== REQUIRED TASK ==
Recast the stretch from the line containing "Reviewer note: confirm that each instance of the beige" through the line containing "[(403, 1034)]" as a numbered list, omitting any blank lines.

Image point annotation entries:
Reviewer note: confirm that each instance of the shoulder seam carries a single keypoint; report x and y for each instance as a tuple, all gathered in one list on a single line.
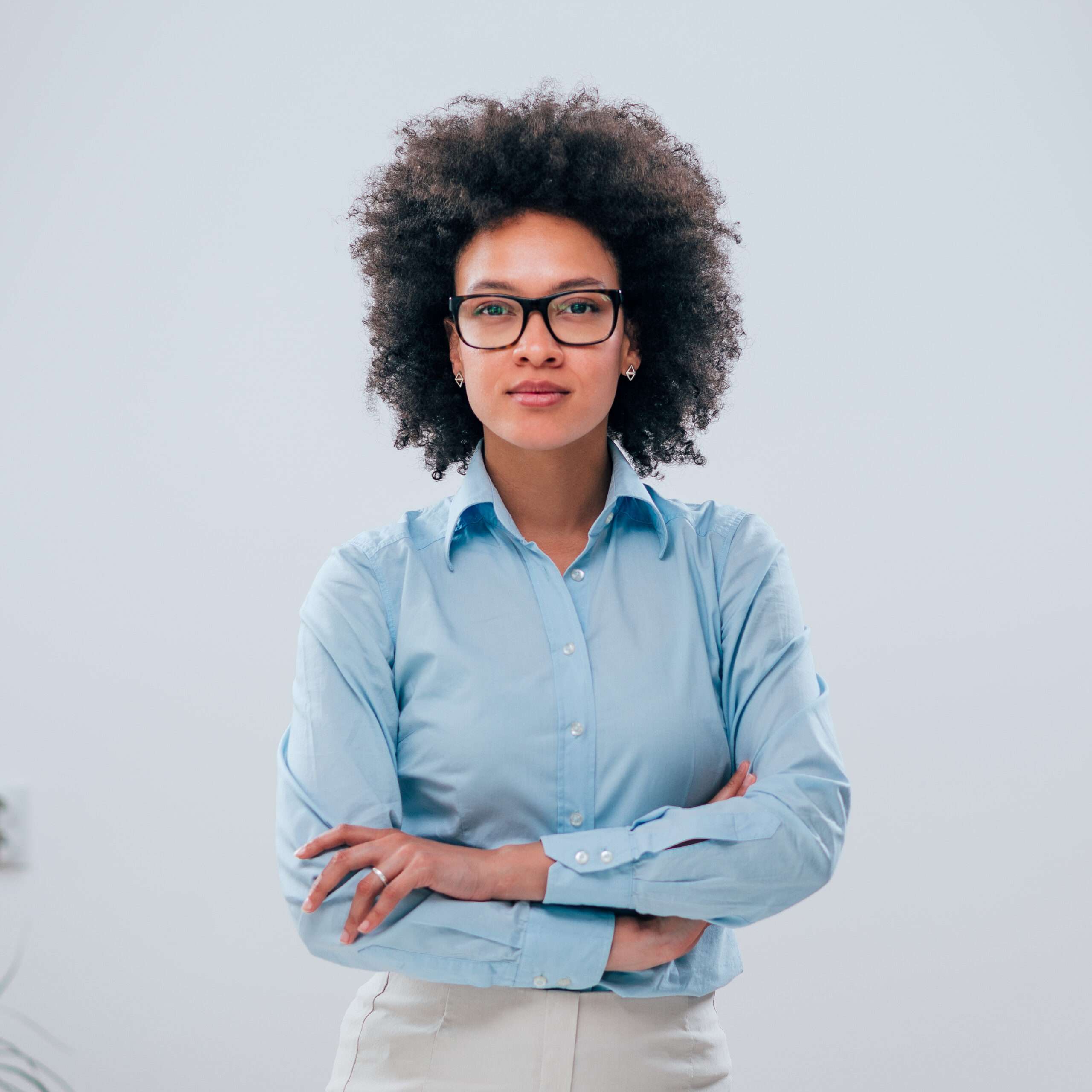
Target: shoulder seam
[(369, 556)]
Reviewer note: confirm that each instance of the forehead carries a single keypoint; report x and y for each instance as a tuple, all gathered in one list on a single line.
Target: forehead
[(533, 253)]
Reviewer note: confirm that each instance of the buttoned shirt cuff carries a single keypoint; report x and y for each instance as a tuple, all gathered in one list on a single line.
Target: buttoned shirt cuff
[(592, 868), (565, 948)]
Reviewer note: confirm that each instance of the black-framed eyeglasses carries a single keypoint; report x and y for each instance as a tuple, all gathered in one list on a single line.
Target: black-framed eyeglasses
[(488, 320)]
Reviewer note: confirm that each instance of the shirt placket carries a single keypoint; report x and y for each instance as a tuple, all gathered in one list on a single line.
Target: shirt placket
[(565, 600)]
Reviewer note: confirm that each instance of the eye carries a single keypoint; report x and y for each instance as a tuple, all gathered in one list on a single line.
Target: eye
[(578, 306), (492, 309)]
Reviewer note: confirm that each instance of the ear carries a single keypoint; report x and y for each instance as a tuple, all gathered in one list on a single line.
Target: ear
[(455, 348), (634, 349)]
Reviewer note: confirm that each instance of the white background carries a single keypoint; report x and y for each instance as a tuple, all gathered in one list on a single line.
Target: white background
[(185, 439)]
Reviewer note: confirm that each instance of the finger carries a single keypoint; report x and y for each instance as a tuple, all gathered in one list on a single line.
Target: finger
[(734, 782), (367, 890), (342, 835), (389, 898), (340, 865)]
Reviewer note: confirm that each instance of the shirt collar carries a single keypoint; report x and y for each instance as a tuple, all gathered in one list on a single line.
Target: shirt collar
[(478, 488)]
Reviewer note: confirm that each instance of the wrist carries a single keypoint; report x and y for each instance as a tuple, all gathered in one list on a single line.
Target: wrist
[(519, 872)]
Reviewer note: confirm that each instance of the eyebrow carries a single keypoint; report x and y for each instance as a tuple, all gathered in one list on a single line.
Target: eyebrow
[(579, 282)]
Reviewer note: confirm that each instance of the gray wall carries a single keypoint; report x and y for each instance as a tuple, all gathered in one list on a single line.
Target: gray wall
[(184, 441)]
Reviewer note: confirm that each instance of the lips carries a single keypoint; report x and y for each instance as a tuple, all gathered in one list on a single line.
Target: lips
[(537, 398)]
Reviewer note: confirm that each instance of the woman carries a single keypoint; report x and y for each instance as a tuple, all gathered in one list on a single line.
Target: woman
[(520, 777)]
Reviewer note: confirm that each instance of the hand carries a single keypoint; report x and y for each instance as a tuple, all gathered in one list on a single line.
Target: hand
[(736, 785), (646, 941), (407, 861)]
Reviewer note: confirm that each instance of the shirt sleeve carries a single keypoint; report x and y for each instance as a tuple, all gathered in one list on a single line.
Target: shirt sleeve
[(761, 853), (337, 764)]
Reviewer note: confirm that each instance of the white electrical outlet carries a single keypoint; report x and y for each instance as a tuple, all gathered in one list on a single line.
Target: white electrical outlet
[(14, 825)]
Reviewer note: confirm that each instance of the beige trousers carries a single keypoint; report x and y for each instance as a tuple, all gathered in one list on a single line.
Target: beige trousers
[(403, 1034)]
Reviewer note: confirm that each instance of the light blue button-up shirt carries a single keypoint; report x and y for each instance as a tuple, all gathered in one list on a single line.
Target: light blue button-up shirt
[(453, 683)]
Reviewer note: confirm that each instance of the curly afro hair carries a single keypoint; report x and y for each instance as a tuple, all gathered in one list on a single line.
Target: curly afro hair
[(613, 167)]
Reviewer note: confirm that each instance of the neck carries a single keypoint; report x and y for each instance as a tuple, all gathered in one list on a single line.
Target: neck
[(551, 495)]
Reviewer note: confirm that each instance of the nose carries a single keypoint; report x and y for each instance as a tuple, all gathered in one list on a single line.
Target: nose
[(537, 346)]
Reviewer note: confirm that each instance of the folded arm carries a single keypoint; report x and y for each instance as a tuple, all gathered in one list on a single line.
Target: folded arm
[(755, 855), (337, 764)]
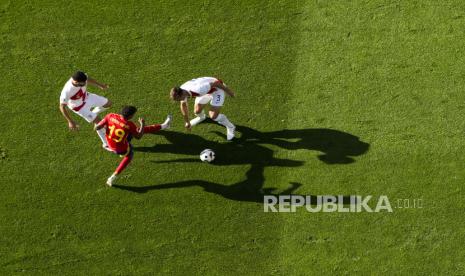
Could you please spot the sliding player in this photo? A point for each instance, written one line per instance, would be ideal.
(87, 105)
(119, 132)
(205, 90)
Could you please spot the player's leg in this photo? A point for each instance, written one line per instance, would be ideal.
(199, 105)
(122, 165)
(157, 127)
(216, 104)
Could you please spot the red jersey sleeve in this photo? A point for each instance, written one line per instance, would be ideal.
(104, 121)
(132, 128)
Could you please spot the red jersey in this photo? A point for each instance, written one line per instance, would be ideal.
(118, 130)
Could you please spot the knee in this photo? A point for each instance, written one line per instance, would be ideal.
(213, 115)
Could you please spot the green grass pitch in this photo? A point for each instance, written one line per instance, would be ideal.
(332, 98)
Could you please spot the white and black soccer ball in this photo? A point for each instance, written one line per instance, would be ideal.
(207, 155)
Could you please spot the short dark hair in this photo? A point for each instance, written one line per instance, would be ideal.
(79, 76)
(128, 111)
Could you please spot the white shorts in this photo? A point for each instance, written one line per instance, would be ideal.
(216, 98)
(92, 100)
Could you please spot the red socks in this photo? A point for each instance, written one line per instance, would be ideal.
(152, 128)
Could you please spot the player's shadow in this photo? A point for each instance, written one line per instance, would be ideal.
(336, 147)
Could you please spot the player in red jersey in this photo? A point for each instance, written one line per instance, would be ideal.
(119, 132)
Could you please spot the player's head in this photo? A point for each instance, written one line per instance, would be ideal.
(178, 94)
(128, 111)
(79, 78)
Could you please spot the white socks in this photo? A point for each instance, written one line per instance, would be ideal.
(223, 120)
(101, 133)
(167, 122)
(99, 109)
(200, 118)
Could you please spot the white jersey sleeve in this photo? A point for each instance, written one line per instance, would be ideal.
(65, 95)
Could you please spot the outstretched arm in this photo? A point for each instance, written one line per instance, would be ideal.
(185, 114)
(71, 124)
(140, 130)
(95, 83)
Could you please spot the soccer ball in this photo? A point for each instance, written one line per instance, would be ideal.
(207, 155)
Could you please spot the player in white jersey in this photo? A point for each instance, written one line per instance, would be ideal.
(87, 105)
(205, 90)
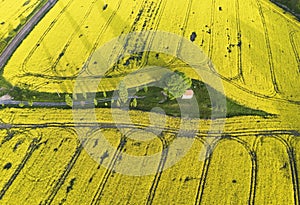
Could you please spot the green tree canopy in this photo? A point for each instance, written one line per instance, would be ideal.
(123, 93)
(176, 84)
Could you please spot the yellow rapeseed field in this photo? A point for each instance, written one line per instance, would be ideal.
(251, 162)
(254, 47)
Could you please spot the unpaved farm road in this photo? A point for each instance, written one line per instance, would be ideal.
(16, 41)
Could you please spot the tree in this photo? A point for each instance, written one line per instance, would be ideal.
(175, 84)
(68, 100)
(123, 93)
(134, 103)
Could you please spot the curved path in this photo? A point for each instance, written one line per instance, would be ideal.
(17, 40)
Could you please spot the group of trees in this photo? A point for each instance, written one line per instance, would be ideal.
(174, 86)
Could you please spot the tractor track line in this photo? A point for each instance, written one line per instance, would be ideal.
(21, 35)
(67, 44)
(32, 147)
(64, 175)
(185, 22)
(43, 36)
(268, 44)
(159, 171)
(295, 50)
(108, 172)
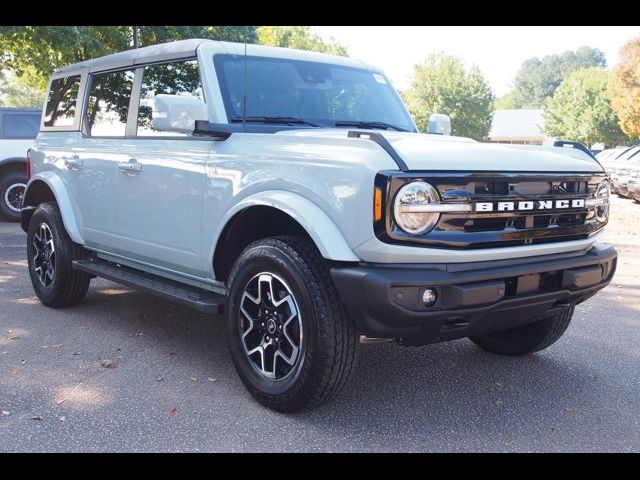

== THE ANSWER ==
1. Reviewer note: confirm that each instance of the beige trousers carries a single keypoint; report x and y for each instance as a tuple, all gathered in one list on a single line.
2. Target: beige trousers
3. [(403, 1034)]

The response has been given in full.